THE PROBLEM
In the entries that follow, the lines from the one with "Phrase: black wheel rim" through the one with "Phrase: damaged black suv" are the ones to write out, exactly and with both ends included. Nothing else should appear.

━━━━━ DATA TO PROCESS

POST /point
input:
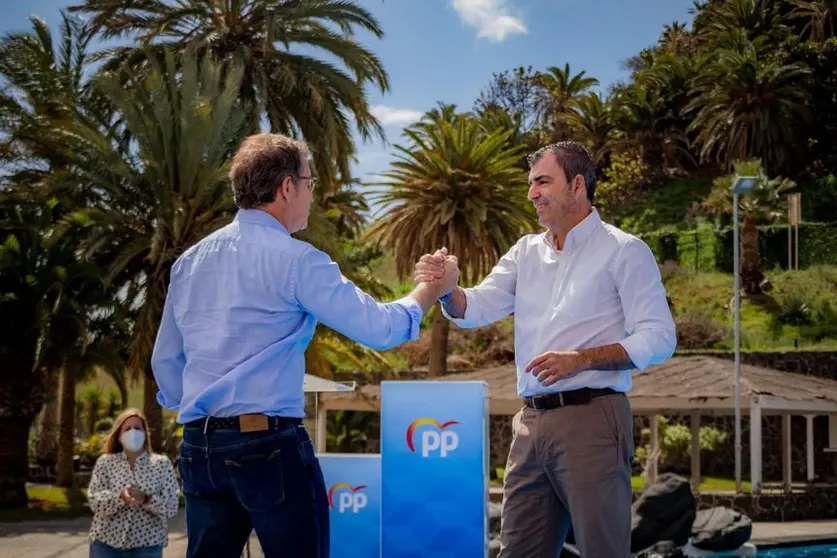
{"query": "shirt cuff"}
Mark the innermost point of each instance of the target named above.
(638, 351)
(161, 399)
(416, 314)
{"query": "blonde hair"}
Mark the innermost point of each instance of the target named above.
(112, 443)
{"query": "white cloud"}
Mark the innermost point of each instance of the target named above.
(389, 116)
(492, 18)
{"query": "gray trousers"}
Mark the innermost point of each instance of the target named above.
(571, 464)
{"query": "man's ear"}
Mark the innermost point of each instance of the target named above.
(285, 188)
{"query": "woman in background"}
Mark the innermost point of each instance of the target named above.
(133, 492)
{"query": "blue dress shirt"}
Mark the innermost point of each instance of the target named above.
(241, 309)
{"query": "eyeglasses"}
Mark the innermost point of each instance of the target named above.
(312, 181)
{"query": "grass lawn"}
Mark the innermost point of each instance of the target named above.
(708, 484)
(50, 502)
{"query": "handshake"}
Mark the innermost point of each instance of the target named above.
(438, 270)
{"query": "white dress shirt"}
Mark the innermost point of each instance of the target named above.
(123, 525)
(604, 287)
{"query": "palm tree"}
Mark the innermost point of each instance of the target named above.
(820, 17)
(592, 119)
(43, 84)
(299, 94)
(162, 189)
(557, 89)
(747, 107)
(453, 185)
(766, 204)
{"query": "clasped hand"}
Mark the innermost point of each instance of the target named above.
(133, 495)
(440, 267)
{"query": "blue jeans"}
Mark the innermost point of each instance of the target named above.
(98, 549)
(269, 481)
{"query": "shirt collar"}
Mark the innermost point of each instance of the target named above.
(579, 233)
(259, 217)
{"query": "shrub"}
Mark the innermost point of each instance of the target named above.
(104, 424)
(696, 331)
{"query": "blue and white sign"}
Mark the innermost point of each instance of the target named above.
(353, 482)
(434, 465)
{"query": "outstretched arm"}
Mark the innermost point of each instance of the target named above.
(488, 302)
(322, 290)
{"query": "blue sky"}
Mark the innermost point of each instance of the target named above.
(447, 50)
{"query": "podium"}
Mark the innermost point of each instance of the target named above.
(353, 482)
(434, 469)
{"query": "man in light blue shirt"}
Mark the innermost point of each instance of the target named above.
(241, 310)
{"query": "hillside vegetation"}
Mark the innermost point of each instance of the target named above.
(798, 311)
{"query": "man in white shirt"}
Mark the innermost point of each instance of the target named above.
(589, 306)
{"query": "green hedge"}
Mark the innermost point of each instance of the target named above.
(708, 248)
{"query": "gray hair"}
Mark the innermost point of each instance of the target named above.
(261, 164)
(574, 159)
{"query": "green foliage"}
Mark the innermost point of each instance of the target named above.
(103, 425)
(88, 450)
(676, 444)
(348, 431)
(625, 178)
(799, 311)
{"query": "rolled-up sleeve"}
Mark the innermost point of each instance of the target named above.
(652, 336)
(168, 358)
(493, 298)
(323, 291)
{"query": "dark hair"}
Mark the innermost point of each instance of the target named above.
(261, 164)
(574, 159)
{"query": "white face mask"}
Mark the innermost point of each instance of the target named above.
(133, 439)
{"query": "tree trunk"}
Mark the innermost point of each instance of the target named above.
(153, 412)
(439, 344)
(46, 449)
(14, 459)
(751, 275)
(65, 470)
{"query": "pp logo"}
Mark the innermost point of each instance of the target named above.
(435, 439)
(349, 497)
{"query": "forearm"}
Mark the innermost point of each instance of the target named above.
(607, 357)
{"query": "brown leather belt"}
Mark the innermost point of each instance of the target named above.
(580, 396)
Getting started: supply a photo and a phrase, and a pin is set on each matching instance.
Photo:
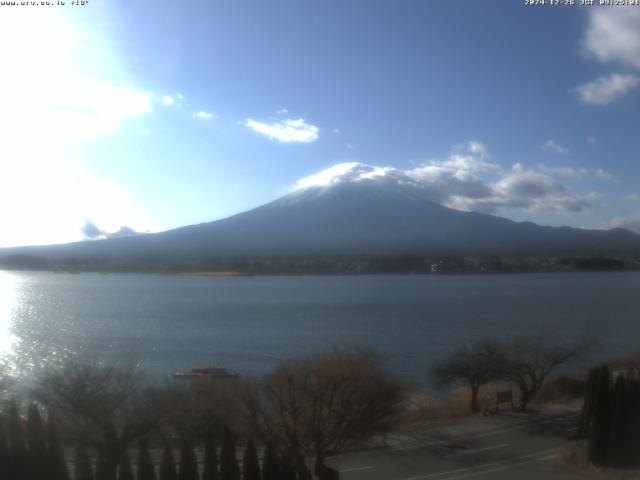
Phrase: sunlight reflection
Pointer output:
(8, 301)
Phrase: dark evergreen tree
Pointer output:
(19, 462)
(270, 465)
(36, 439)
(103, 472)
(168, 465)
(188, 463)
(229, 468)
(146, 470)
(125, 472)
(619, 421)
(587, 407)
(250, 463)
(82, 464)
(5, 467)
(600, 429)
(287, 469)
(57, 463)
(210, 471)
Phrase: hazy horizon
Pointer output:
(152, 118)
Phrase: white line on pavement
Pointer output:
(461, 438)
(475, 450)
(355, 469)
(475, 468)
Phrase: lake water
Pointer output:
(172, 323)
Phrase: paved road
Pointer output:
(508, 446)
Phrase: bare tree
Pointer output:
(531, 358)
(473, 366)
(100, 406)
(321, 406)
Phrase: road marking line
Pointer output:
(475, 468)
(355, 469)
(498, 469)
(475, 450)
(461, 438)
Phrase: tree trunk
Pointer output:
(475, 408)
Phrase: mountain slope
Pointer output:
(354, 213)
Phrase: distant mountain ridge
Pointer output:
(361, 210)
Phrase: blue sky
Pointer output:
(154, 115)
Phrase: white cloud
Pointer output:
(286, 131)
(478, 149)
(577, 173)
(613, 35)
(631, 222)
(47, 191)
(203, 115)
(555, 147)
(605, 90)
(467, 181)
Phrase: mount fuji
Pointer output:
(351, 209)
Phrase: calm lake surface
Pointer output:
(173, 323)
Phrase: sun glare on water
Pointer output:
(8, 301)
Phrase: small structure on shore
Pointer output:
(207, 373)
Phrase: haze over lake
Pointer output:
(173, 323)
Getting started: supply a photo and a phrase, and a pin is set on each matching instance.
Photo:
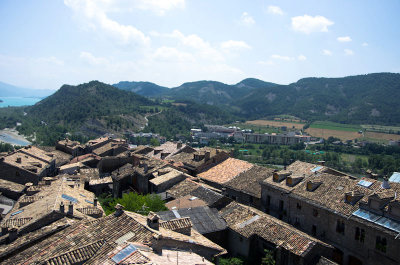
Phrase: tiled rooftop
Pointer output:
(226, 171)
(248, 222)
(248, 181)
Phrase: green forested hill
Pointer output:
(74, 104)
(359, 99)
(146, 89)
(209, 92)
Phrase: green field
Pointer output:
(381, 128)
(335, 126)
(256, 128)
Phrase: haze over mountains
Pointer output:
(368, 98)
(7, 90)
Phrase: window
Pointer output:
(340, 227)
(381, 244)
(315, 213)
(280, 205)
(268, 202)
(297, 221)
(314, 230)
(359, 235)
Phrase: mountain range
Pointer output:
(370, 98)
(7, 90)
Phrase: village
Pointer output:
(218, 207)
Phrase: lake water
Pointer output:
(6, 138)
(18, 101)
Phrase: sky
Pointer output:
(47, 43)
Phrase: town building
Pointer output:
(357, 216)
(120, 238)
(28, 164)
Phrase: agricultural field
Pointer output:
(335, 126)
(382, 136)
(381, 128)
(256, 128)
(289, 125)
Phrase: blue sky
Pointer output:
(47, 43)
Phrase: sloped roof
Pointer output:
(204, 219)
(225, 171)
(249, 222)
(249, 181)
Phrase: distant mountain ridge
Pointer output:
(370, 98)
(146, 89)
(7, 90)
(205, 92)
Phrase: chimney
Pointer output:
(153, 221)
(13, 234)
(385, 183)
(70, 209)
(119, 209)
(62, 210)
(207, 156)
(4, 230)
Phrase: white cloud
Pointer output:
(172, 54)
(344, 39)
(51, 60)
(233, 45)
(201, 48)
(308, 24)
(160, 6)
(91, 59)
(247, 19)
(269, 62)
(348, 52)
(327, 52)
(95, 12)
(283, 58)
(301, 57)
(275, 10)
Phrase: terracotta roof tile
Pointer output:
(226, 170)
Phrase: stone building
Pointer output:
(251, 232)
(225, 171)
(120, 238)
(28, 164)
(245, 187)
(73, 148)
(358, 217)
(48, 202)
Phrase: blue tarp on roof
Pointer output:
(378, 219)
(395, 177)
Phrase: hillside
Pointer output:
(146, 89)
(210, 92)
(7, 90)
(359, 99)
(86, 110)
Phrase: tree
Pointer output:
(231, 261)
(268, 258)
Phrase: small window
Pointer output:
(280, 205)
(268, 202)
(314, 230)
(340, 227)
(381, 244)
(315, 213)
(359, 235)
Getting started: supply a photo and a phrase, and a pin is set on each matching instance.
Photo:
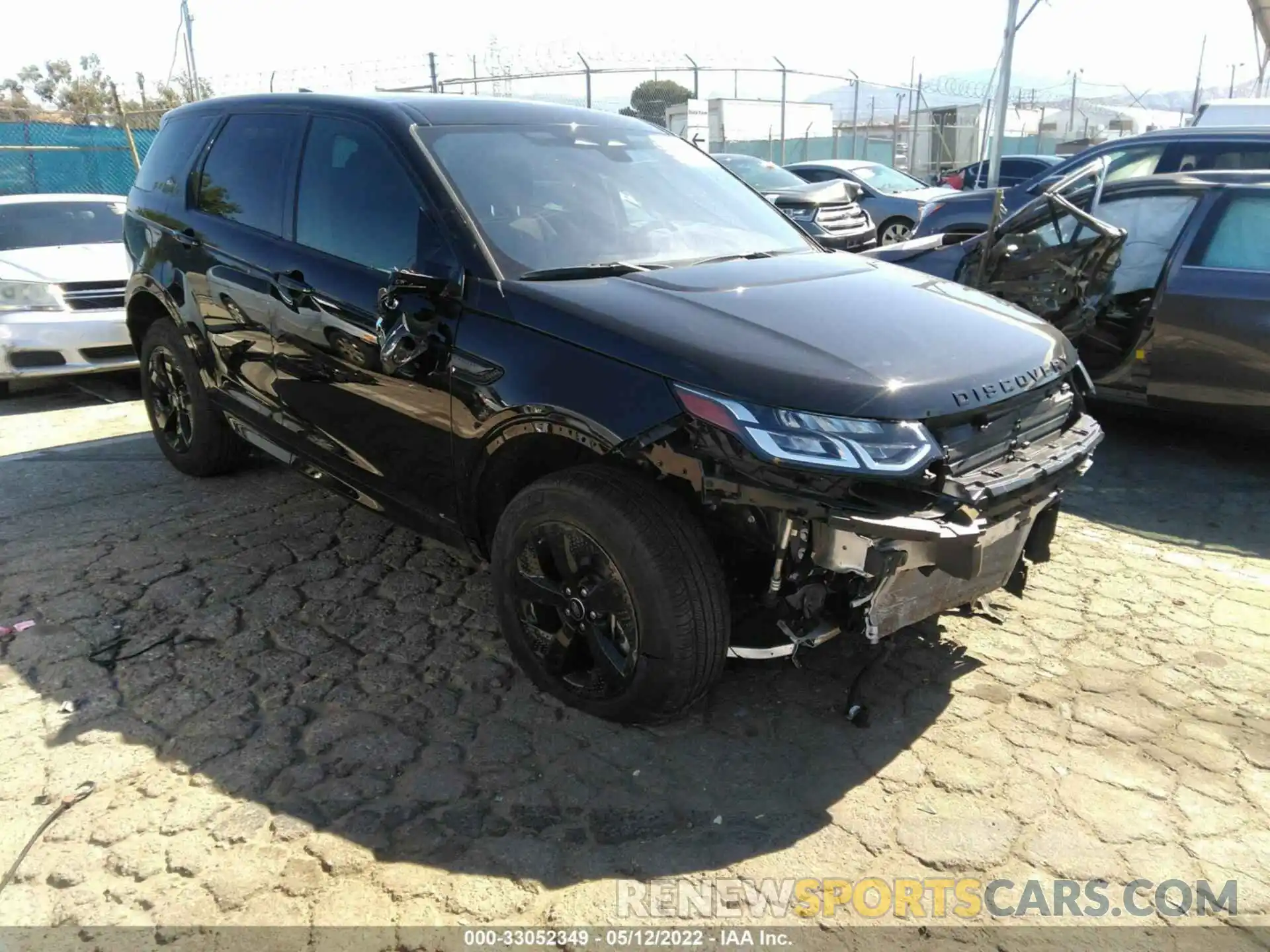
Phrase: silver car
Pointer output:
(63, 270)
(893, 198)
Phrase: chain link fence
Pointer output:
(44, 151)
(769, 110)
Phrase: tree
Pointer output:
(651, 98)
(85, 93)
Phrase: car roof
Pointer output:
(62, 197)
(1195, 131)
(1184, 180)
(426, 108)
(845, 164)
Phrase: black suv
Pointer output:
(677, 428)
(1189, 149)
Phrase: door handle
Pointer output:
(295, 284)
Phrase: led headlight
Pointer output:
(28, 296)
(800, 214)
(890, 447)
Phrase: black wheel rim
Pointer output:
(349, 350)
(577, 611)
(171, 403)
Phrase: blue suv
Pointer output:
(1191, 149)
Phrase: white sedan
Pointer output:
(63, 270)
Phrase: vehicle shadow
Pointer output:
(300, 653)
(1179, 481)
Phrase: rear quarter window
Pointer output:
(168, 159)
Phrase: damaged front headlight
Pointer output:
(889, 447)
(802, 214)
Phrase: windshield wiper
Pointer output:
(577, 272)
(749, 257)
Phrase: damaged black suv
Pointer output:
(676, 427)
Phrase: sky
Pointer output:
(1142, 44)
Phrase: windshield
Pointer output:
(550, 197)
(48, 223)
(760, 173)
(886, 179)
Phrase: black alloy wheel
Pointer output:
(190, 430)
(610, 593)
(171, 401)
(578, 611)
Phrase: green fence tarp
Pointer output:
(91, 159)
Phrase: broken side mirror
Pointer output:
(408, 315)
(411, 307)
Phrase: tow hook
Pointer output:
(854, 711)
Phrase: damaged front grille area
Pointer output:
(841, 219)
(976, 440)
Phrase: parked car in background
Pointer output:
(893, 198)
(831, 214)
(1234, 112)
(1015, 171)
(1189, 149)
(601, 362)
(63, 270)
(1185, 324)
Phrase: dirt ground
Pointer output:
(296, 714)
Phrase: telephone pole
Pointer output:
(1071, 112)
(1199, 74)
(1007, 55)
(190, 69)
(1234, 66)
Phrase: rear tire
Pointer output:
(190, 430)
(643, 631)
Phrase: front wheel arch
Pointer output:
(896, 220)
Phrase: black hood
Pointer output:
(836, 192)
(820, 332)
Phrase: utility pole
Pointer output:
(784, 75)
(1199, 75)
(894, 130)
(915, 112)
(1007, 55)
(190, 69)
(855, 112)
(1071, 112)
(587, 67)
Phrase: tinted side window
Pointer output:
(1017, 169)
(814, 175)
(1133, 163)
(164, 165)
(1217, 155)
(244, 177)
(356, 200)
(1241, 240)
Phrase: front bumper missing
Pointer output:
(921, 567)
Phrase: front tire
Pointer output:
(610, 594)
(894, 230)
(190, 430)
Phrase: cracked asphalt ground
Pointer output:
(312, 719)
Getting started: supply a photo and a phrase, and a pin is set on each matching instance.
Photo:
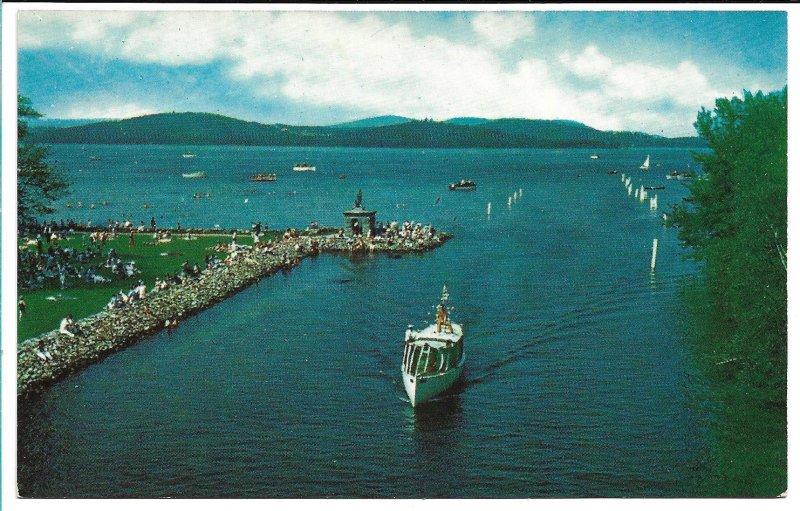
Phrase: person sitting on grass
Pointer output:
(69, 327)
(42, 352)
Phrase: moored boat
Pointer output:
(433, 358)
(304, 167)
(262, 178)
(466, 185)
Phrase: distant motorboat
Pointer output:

━━━━━━━━━━

EXPECTED ANSWER
Phrase: black wheel rim
Pointer output:
(349, 350)
(577, 611)
(171, 403)
Phrase: blue suv
Pointer output:
(1191, 149)
Phrase: white sedan
Pointer output:
(63, 270)
Phrase: vehicle shadow
Pointer output:
(300, 653)
(1179, 481)
Phrase: rear quarter window
Pointer output:
(168, 159)
Phrase: damaged front headlight
Pointer output:
(889, 447)
(802, 214)
Phrase: windshield wiper
Pointer output:
(577, 272)
(749, 257)
Phrase: damaged black suv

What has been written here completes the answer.